→ **Given instruction**: What follows is a listing; restate every line of it word for word.

→ **Dataset rows**:
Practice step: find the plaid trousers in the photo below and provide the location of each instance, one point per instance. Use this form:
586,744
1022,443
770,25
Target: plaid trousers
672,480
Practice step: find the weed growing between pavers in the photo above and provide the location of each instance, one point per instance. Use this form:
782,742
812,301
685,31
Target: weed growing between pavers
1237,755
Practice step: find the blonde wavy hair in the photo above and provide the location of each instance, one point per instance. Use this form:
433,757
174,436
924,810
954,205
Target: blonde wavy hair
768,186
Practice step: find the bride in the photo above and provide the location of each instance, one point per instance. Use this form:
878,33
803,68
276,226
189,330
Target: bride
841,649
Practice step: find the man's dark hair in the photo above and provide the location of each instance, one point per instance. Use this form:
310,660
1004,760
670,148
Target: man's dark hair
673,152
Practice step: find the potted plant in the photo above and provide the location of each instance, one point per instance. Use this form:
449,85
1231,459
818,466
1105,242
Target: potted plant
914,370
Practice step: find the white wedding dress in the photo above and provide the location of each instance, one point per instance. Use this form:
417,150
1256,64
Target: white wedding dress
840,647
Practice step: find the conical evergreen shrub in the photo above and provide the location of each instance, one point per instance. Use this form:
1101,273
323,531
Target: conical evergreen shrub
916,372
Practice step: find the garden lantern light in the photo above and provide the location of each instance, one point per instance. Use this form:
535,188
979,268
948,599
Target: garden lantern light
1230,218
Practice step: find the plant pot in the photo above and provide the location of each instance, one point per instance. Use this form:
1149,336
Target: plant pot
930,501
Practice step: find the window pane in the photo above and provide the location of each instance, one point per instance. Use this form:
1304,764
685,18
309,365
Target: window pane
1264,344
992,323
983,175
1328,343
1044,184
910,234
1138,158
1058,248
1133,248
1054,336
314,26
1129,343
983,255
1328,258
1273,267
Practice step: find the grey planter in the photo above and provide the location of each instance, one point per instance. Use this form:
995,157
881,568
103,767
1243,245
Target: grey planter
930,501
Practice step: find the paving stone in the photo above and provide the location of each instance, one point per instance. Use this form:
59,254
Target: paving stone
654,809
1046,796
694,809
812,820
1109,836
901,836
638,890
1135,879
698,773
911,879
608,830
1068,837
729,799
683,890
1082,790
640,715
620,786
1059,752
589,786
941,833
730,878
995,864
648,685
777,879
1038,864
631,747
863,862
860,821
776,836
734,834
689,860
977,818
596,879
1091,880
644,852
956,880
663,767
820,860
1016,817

→ **Response to this task**:
Practice step: find the plaid trousers in the photo below and provide the location of each instance, one point per instance. Use this form:
586,744
1022,443
770,25
Target: plaid trousers
672,480
Practice step: find the weed growing between pavers in the photo above and provide the location of each instance, one point per instance. Use this form:
782,742
812,301
685,31
Target: weed growing between pavers
1237,755
Practice step: find the blonde wavy hair in the photo above and provide the location of each instance, one point per instance. Use this form:
433,757
174,436
924,810
954,205
Target: blonde wavy hair
768,186
Practice step: find the bride in the photo above and provide the location of each instance, one point per instance. Use this form:
878,33
803,68
276,226
189,330
Target: bride
841,649
Practice step: find the man's dark hair in the photo above and provide the location of each instance, one point per instance. Use this form:
310,660
1004,760
670,148
Target: man's dark hair
673,152
Practice step: find the potted plant in the photo above and provide the location of each instance, one point per instance. Use this form:
449,85
1231,459
818,466
1105,242
Target: potted plant
914,370
Practice step: find the white wedding dress in the photo above and provide the location of each instance, one point per instance. Use this form:
417,150
1256,64
Target: white wedding dress
840,647
Practice step: find the conical evergreen shrub in the photo above and provide the location of each instance, one point per instance. Use this form:
1101,273
323,531
Target: conical evergreen shrub
916,372
Practice step: find the garden lantern light in the photo above and provide the location of each instance, one point per instance. Use this form:
535,188
979,268
948,599
Target: garden lantern light
1230,218
Practice step: find the plant pot in the photo above and provide the location of each instance, one point per instance. Use this form:
1149,336
Target: plant pot
930,501
Practice step: find the window pane in the photo above and provide the location of each instance, one point per instance. Use this form:
1304,764
685,18
309,365
Target: window pane
1264,344
992,323
983,175
1328,343
1044,184
910,234
1138,158
1058,248
1133,248
1054,336
314,26
1129,343
983,255
1328,258
1273,267
Practice step: find the grey planter in the photo above and provide the location of each instance, one point per instance. Use this form:
995,157
881,568
103,767
1243,245
Target: grey planter
930,501
Practice step: find the paving stone in the photo above and provide the location of each instance, one point per instance. Use this form:
59,254
Target: paving stone
654,809
1046,796
694,809
812,820
1109,836
901,836
638,890
1135,879
698,773
911,879
608,830
1068,837
729,799
683,890
1082,790
640,715
620,786
1059,752
589,786
941,833
730,878
995,864
648,685
777,879
1038,864
631,747
863,862
860,821
776,836
734,834
689,860
977,818
596,879
1091,880
644,852
956,880
663,767
820,860
1016,817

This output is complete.